• LISTING:

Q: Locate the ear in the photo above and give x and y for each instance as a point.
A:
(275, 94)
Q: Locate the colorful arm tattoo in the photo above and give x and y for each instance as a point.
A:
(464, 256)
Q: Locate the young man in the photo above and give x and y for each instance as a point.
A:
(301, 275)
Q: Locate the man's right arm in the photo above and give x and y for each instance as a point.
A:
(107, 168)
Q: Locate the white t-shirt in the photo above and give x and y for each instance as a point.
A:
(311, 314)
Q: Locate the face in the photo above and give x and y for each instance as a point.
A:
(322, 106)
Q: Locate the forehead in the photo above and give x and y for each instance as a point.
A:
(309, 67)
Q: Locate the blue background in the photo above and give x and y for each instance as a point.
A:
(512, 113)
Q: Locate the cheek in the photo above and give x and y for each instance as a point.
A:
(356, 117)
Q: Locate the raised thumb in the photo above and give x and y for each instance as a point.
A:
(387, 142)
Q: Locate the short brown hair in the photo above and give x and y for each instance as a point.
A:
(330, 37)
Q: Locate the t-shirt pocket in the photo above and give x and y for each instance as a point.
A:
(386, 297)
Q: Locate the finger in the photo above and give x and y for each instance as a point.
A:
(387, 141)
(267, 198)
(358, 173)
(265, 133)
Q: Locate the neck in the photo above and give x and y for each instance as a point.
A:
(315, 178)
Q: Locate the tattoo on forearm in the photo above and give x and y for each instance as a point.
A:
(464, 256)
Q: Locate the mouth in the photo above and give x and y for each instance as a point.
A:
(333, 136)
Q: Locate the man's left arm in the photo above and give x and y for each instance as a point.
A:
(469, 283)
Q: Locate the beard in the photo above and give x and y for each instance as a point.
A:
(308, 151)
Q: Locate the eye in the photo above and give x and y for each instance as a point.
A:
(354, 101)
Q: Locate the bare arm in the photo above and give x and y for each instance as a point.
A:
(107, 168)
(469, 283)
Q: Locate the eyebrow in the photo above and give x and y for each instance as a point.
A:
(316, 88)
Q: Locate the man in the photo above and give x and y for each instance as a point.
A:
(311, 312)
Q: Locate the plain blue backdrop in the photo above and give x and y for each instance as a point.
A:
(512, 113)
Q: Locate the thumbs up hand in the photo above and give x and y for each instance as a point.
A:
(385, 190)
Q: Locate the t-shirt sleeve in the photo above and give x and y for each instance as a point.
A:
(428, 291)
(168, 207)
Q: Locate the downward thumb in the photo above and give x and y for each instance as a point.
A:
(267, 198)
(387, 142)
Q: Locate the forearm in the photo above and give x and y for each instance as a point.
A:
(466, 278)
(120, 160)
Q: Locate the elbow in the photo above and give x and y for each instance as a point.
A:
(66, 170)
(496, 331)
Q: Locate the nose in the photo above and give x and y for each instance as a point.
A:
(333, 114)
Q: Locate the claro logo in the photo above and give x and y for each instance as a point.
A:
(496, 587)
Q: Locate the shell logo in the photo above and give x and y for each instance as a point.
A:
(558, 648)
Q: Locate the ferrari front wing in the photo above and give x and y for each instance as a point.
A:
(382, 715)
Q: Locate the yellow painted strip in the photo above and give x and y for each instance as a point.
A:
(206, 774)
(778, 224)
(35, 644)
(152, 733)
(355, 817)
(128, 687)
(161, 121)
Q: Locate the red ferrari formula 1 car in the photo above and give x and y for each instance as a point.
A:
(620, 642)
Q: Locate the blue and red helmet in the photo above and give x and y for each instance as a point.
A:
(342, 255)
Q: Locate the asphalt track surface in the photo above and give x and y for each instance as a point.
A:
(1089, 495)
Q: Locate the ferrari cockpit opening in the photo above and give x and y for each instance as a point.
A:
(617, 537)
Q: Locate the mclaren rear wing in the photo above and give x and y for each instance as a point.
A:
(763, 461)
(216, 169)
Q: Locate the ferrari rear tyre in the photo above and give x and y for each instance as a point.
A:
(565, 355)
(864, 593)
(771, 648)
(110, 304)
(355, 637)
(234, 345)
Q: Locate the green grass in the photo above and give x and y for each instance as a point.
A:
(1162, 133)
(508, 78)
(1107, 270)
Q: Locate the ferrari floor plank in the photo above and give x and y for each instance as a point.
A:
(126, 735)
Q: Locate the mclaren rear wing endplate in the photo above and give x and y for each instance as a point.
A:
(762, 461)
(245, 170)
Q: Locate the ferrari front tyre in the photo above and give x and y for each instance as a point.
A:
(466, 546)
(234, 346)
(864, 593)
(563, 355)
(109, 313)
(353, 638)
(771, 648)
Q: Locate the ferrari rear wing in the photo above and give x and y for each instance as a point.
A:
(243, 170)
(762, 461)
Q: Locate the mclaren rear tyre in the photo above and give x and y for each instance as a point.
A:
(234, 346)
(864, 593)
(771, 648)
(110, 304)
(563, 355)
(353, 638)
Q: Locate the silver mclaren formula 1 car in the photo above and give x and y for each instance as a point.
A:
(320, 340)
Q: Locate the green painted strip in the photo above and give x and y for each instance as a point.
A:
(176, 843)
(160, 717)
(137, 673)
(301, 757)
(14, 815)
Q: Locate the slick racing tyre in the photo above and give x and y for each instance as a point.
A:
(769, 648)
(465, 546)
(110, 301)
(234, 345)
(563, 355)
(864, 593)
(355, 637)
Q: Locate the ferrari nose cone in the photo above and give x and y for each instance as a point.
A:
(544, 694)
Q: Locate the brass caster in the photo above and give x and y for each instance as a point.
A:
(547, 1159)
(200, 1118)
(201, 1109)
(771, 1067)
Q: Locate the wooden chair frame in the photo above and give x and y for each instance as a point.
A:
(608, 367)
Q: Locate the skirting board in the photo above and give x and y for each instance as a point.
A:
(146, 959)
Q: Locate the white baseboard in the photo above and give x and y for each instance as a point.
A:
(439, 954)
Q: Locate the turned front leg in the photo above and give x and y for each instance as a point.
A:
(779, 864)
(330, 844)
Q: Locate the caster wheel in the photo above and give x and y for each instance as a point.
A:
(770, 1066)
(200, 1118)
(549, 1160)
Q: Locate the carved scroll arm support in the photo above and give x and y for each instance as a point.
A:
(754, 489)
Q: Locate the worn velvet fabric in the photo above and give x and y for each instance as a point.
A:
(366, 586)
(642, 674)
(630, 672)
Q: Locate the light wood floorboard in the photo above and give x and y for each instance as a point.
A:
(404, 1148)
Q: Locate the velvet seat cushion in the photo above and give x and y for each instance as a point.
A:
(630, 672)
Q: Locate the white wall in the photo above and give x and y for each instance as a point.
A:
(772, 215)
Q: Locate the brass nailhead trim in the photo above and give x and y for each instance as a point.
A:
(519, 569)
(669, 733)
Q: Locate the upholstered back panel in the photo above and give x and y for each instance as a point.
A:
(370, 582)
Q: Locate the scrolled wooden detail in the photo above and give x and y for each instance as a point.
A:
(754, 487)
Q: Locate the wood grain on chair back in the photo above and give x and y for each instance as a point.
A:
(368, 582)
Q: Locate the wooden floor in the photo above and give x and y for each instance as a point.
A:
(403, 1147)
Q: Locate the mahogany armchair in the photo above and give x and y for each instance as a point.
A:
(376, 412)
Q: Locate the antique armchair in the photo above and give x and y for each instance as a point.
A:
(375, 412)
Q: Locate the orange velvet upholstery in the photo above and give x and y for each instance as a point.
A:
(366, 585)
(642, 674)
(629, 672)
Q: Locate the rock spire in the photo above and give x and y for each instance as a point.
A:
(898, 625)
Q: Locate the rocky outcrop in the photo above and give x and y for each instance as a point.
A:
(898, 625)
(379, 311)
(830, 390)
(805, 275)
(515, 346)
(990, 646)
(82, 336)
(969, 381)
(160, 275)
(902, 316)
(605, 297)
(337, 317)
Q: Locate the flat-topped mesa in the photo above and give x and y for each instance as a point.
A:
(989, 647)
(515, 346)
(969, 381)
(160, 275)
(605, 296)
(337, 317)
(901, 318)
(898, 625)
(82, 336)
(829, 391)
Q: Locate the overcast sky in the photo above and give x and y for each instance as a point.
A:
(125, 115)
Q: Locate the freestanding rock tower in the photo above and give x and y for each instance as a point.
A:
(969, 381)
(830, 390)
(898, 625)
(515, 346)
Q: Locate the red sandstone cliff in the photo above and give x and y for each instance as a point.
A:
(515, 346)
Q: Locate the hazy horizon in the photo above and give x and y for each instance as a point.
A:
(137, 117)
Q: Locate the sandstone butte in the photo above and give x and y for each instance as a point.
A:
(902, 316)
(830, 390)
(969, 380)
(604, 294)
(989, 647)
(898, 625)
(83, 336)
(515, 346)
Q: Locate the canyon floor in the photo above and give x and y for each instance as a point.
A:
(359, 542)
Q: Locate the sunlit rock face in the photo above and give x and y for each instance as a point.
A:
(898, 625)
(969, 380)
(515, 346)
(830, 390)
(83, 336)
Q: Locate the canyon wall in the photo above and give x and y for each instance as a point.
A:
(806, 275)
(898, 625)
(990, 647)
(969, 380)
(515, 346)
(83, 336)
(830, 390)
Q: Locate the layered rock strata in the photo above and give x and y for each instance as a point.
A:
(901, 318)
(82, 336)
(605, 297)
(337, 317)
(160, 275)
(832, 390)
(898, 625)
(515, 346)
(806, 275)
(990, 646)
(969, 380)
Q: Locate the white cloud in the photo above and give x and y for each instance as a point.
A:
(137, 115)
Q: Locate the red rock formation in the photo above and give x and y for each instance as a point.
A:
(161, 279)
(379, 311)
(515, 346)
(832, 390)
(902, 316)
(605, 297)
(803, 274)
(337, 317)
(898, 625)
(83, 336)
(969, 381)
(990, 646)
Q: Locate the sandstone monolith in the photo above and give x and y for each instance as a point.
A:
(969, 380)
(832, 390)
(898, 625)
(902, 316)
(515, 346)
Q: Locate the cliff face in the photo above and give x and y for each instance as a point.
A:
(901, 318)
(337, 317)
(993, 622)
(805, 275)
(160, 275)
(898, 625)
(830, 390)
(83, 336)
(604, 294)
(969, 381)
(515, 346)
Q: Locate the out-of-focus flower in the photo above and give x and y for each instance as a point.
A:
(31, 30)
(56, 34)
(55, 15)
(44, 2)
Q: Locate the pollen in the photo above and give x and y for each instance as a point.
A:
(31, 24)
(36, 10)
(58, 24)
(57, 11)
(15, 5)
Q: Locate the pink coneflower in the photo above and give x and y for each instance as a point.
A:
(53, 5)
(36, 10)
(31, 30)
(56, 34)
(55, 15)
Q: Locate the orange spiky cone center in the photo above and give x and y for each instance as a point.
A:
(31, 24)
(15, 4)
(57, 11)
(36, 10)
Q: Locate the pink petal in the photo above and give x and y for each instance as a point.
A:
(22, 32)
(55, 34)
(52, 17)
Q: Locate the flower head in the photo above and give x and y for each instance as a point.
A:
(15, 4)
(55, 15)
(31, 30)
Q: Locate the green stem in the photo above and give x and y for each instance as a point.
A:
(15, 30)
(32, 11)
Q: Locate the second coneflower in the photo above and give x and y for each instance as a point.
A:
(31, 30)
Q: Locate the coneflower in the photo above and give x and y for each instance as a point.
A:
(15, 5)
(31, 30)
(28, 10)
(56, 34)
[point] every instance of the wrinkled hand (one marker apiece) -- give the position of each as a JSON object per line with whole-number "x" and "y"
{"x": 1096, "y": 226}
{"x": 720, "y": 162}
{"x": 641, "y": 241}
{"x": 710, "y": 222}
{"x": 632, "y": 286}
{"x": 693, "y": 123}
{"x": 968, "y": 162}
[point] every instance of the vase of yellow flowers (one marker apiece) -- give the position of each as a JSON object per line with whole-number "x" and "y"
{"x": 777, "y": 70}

• WHAT IS REQUIRED: Please quote nothing but the lines from the line with "Q: Locate the second" through the end of the data above, exactly as written, ends included.

• TASK RESULT:
Q: Locate the second coneflower in the photo above and give x and y for each instance as a point.
A:
(31, 30)
Q: Locate the coneflower in the photo above and give x and y for each instance as a point.
A:
(15, 5)
(31, 30)
(28, 10)
(56, 34)
[point] every instance of the wrinkled hand (one marker apiece) -- give the position of each as a JSON object per line with whole-number "x" and "y"
{"x": 1096, "y": 226}
{"x": 720, "y": 162}
{"x": 641, "y": 241}
{"x": 710, "y": 222}
{"x": 632, "y": 286}
{"x": 693, "y": 123}
{"x": 968, "y": 162}
[point] every instance of the vase of yellow flowers (one marker apiece) -- give the position of each as a JSON object per line with whole-number "x" and "y"
{"x": 777, "y": 70}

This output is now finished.